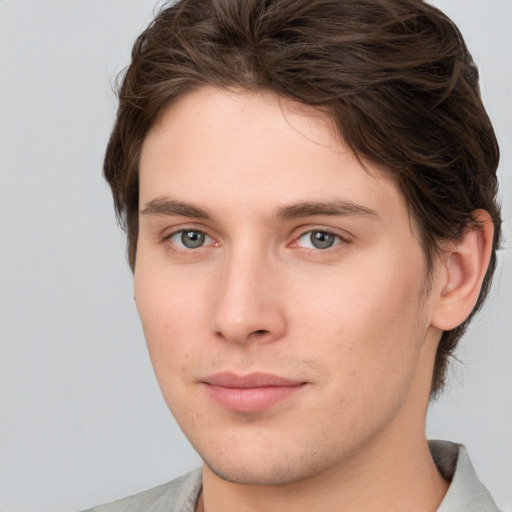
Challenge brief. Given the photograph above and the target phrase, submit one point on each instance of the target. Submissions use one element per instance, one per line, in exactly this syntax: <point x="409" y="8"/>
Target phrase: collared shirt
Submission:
<point x="465" y="494"/>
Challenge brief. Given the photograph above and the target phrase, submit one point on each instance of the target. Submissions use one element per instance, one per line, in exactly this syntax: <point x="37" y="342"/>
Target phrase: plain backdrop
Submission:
<point x="81" y="417"/>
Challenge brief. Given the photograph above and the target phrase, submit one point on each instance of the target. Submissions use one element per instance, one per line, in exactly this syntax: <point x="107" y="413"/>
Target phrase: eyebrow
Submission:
<point x="339" y="207"/>
<point x="170" y="207"/>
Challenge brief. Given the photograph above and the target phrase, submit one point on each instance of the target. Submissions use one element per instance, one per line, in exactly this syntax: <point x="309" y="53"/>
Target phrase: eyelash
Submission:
<point x="175" y="248"/>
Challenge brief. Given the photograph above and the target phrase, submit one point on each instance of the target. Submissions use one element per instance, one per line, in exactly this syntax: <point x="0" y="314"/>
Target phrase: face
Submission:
<point x="281" y="289"/>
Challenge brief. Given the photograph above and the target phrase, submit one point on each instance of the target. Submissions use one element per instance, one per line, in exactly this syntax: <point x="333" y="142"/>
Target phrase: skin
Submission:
<point x="353" y="322"/>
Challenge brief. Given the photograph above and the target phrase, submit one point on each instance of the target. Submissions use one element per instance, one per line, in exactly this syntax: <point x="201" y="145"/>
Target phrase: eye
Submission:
<point x="319" y="239"/>
<point x="189" y="239"/>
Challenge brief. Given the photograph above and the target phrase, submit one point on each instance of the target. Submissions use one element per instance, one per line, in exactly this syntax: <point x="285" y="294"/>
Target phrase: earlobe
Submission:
<point x="461" y="271"/>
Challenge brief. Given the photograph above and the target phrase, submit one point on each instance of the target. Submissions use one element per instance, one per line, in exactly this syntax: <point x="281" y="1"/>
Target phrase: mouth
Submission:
<point x="255" y="392"/>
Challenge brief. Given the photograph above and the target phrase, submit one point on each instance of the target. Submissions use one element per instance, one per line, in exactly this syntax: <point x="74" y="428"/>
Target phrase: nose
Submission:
<point x="248" y="301"/>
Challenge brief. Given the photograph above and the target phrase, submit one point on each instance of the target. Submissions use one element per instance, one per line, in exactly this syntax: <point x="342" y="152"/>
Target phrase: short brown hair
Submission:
<point x="395" y="75"/>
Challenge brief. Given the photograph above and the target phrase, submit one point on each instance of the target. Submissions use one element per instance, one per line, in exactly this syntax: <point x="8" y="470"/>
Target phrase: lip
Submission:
<point x="255" y="392"/>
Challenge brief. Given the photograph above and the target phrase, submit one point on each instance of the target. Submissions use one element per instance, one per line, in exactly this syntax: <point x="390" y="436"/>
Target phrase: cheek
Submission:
<point x="164" y="312"/>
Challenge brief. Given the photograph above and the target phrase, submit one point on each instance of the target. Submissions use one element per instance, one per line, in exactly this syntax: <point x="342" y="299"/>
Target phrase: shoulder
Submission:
<point x="179" y="495"/>
<point x="466" y="493"/>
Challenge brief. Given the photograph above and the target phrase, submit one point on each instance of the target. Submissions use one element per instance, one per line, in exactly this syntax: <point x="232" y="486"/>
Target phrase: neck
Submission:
<point x="406" y="480"/>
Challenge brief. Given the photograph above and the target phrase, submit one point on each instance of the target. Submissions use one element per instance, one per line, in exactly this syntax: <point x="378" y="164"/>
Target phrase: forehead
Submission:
<point x="255" y="150"/>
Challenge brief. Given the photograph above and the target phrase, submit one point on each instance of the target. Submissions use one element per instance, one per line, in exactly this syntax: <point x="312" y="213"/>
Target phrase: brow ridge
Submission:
<point x="338" y="207"/>
<point x="168" y="207"/>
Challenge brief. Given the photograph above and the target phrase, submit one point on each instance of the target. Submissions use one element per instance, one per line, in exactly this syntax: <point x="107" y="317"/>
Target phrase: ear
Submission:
<point x="461" y="270"/>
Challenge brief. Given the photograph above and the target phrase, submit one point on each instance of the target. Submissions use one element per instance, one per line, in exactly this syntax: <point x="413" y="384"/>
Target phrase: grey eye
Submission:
<point x="192" y="239"/>
<point x="322" y="239"/>
<point x="189" y="238"/>
<point x="319" y="239"/>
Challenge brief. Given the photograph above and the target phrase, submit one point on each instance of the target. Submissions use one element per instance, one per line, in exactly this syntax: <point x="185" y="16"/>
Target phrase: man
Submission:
<point x="308" y="189"/>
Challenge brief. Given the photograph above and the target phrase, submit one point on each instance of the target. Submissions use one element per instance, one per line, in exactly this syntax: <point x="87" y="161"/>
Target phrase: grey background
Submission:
<point x="81" y="417"/>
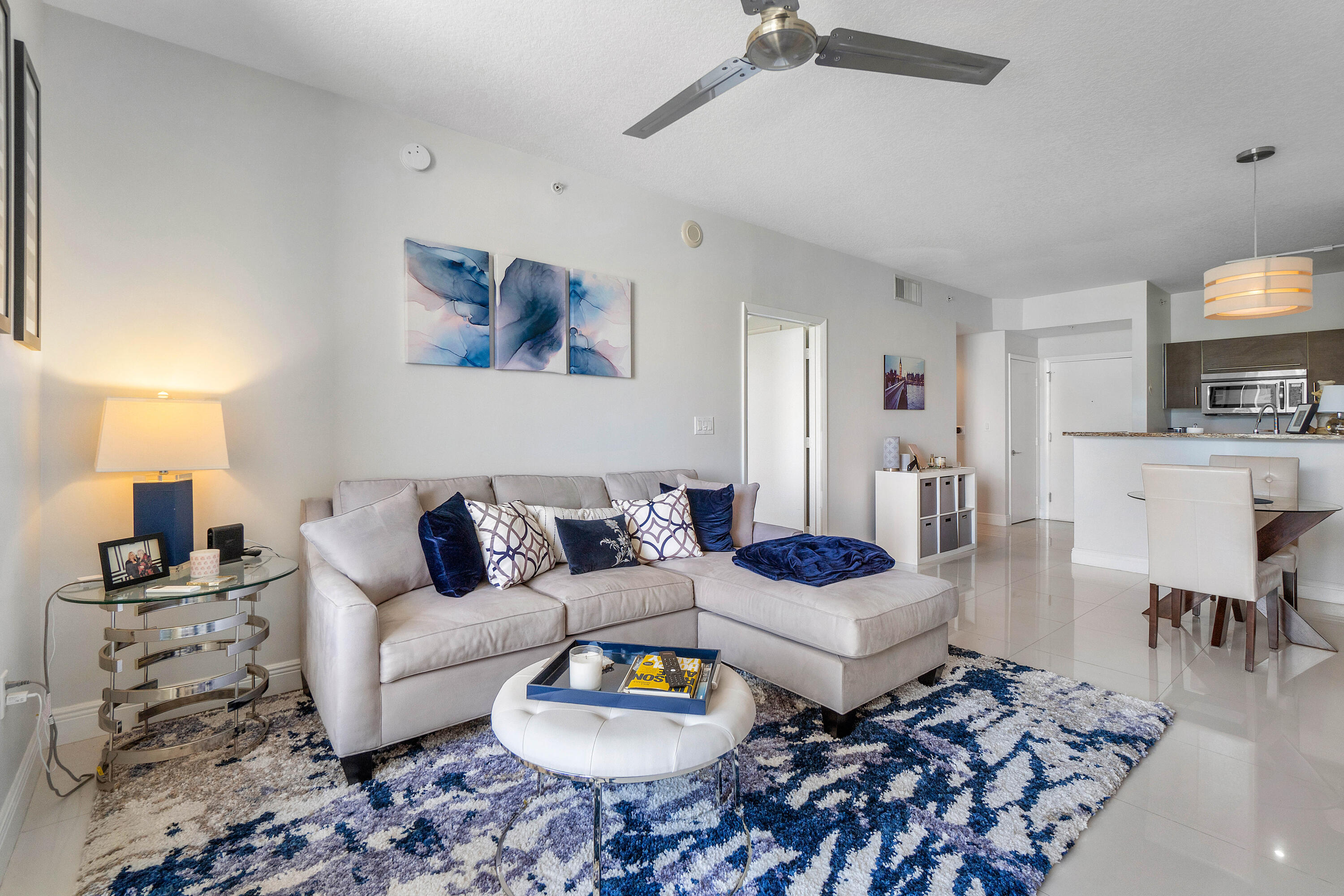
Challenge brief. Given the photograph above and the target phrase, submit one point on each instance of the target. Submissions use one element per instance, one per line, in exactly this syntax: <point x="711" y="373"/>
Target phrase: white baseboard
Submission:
<point x="1324" y="591"/>
<point x="80" y="720"/>
<point x="15" y="806"/>
<point x="1124" y="562"/>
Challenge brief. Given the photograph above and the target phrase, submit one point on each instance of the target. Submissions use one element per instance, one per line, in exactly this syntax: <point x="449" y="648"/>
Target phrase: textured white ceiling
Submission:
<point x="1101" y="155"/>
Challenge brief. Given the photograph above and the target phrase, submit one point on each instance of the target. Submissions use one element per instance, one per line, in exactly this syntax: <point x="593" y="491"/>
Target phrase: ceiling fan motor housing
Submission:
<point x="783" y="41"/>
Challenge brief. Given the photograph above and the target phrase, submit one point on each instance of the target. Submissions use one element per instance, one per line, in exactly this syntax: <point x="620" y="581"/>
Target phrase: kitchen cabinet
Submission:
<point x="1183" y="367"/>
<point x="1326" y="359"/>
<point x="1279" y="353"/>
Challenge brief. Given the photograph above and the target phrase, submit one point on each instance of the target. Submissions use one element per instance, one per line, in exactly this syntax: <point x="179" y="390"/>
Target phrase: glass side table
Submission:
<point x="240" y="688"/>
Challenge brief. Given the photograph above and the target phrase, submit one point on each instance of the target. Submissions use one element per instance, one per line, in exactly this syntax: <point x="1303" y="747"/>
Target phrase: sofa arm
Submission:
<point x="342" y="659"/>
<point x="765" y="532"/>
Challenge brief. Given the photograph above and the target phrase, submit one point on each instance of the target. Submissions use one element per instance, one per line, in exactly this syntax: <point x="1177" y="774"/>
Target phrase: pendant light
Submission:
<point x="1260" y="287"/>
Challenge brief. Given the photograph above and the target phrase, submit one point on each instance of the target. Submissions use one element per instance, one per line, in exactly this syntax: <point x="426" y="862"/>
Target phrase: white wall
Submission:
<point x="221" y="232"/>
<point x="21" y="589"/>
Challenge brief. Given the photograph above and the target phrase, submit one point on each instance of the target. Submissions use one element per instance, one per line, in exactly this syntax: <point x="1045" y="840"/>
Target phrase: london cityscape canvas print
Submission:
<point x="530" y="304"/>
<point x="600" y="324"/>
<point x="902" y="385"/>
<point x="448" y="306"/>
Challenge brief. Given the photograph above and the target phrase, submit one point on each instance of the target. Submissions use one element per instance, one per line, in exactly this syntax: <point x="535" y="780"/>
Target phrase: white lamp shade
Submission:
<point x="1258" y="288"/>
<point x="148" y="435"/>
<point x="1332" y="400"/>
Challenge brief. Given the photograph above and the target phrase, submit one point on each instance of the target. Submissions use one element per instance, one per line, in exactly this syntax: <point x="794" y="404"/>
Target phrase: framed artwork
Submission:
<point x="135" y="560"/>
<point x="26" y="263"/>
<point x="1301" y="421"/>
<point x="600" y="324"/>
<point x="530" y="304"/>
<point x="6" y="105"/>
<point x="448" y="306"/>
<point x="902" y="383"/>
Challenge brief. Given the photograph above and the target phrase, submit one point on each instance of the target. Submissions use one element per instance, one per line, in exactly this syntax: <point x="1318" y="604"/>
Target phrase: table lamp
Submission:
<point x="162" y="435"/>
<point x="1332" y="402"/>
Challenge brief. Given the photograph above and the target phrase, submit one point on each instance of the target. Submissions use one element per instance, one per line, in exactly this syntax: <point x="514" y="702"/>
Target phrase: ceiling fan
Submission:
<point x="784" y="41"/>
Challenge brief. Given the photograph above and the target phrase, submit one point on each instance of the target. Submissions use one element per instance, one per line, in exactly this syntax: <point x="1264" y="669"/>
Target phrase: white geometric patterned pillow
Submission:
<point x="546" y="517"/>
<point x="513" y="543"/>
<point x="662" y="527"/>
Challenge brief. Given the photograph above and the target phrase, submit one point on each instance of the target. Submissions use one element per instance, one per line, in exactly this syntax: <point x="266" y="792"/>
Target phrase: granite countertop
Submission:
<point x="1258" y="437"/>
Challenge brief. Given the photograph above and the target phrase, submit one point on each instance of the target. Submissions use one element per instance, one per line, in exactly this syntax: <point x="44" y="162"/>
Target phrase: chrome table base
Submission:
<point x="596" y="784"/>
<point x="240" y="688"/>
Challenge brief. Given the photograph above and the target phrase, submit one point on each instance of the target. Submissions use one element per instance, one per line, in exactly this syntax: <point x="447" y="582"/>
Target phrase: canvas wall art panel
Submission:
<point x="448" y="306"/>
<point x="600" y="324"/>
<point x="530" y="304"/>
<point x="902" y="383"/>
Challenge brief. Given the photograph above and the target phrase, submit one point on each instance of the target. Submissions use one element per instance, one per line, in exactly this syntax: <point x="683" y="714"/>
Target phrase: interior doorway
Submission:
<point x="1086" y="394"/>
<point x="1023" y="437"/>
<point x="784" y="416"/>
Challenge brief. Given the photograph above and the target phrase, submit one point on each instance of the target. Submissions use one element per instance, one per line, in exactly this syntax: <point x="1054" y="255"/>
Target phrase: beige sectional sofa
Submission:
<point x="422" y="661"/>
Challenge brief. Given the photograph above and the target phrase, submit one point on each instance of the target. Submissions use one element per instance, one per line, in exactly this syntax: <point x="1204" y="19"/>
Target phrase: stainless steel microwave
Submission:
<point x="1249" y="392"/>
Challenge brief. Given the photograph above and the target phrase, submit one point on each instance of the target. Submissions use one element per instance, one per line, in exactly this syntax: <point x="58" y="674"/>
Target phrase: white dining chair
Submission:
<point x="1202" y="539"/>
<point x="1272" y="477"/>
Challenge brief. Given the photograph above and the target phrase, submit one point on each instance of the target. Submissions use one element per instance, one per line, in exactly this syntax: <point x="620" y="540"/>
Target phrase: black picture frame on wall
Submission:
<point x="6" y="108"/>
<point x="26" y="218"/>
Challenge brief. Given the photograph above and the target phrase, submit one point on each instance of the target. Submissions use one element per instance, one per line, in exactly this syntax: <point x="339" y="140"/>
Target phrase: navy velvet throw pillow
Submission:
<point x="711" y="515"/>
<point x="596" y="544"/>
<point x="452" y="551"/>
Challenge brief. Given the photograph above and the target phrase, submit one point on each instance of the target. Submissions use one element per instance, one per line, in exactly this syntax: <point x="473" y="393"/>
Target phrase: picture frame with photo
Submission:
<point x="135" y="560"/>
<point x="1301" y="421"/>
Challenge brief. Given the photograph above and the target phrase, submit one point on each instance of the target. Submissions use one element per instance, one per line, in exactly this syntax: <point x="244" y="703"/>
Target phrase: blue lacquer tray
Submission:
<point x="553" y="681"/>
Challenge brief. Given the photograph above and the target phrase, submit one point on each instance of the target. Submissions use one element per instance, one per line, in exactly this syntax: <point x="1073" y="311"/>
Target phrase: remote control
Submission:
<point x="672" y="669"/>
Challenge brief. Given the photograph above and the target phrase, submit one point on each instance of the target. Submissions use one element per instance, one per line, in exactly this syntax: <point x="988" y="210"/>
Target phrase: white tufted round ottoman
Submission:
<point x="603" y="745"/>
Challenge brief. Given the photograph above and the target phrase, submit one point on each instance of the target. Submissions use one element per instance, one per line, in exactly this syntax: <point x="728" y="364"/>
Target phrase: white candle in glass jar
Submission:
<point x="586" y="668"/>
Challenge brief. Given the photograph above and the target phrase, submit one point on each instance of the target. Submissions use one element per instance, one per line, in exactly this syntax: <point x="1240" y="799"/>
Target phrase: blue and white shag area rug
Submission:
<point x="974" y="786"/>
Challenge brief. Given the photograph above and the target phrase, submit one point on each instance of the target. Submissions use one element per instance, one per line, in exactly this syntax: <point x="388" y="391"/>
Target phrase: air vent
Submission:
<point x="909" y="292"/>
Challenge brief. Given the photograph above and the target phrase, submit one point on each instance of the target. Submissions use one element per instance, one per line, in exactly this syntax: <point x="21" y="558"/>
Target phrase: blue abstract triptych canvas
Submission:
<point x="546" y="318"/>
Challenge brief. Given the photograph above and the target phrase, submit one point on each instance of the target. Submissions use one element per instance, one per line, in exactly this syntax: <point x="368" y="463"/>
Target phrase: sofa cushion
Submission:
<point x="357" y="493"/>
<point x="853" y="618"/>
<point x="640" y="487"/>
<point x="551" y="491"/>
<point x="744" y="505"/>
<point x="604" y="598"/>
<point x="377" y="547"/>
<point x="421" y="632"/>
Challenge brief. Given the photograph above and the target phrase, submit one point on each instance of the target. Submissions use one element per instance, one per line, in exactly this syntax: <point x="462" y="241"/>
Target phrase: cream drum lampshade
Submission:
<point x="1258" y="288"/>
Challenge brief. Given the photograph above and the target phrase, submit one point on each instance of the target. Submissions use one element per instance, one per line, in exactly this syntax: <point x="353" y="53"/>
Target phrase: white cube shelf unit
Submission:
<point x="928" y="515"/>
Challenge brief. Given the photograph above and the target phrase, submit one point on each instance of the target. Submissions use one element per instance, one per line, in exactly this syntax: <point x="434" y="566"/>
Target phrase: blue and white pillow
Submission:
<point x="662" y="527"/>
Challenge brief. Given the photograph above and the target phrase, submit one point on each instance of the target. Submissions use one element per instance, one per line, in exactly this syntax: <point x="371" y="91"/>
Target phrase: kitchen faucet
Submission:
<point x="1272" y="410"/>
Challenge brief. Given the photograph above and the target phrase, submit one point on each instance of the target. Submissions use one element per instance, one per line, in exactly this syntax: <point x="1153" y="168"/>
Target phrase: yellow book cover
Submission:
<point x="647" y="677"/>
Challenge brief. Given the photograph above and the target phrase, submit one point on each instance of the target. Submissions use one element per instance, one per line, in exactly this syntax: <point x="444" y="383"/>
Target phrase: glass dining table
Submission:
<point x="1292" y="519"/>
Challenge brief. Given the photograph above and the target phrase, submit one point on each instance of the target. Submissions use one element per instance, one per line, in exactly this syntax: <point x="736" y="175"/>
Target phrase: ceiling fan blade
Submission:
<point x="865" y="52"/>
<point x="715" y="84"/>
<point x="754" y="7"/>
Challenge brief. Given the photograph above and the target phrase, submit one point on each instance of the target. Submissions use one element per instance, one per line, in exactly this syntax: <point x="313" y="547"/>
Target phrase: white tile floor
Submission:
<point x="1241" y="796"/>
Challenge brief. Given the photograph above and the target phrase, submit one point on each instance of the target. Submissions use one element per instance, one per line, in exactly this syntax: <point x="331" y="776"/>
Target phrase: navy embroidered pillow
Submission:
<point x="452" y="552"/>
<point x="711" y="512"/>
<point x="597" y="544"/>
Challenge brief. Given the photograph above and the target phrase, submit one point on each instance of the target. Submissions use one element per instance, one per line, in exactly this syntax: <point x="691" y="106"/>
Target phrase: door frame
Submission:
<point x="816" y="327"/>
<point x="1045" y="420"/>
<point x="1008" y="445"/>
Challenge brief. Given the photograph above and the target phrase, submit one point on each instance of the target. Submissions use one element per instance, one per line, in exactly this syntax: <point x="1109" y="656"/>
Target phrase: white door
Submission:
<point x="1085" y="397"/>
<point x="1022" y="441"/>
<point x="777" y="425"/>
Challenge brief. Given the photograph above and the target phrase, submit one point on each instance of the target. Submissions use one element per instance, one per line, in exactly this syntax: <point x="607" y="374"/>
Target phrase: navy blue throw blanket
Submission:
<point x="814" y="559"/>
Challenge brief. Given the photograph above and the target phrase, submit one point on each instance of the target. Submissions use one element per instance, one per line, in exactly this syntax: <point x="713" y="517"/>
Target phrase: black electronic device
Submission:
<point x="228" y="539"/>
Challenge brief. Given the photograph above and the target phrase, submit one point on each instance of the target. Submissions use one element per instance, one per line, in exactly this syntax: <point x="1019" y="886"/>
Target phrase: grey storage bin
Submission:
<point x="928" y="538"/>
<point x="948" y="532"/>
<point x="928" y="497"/>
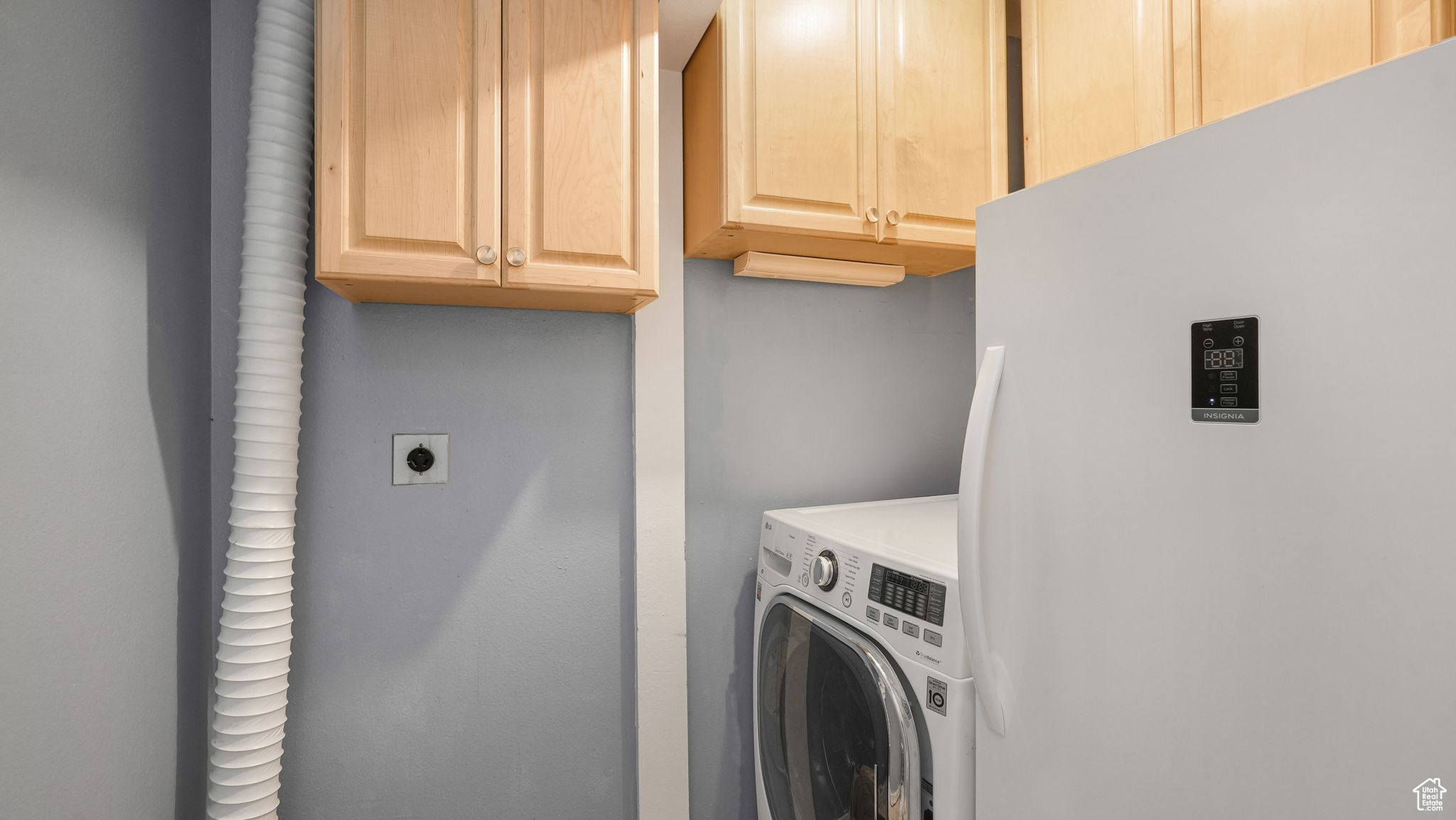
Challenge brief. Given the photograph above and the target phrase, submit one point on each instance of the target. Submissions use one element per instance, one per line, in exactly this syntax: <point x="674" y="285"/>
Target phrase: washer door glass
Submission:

-*-*-

What is needed ▸ Please count the lines in the rows above that contain the string "blue" and give only that number.

Task solution ▸ 5